Input records.

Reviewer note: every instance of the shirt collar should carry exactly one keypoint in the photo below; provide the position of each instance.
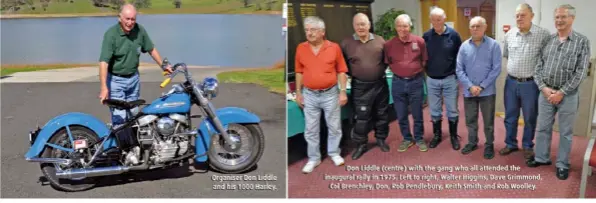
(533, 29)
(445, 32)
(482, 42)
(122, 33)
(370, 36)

Direction.
Give the items above as a Markdown table with two columns, "No." and "Entry," one row per line, with blank lines and the pictures left out.

Solution below.
| No. | Entry |
|---|---|
| 1 | Reviewer note: every instance of the shirt collar should carry exactly one keypoint in the photo below; provide the position of each instance. |
| 2 | (533, 29) |
| 3 | (445, 32) |
| 4 | (482, 42) |
| 5 | (122, 33) |
| 6 | (370, 36) |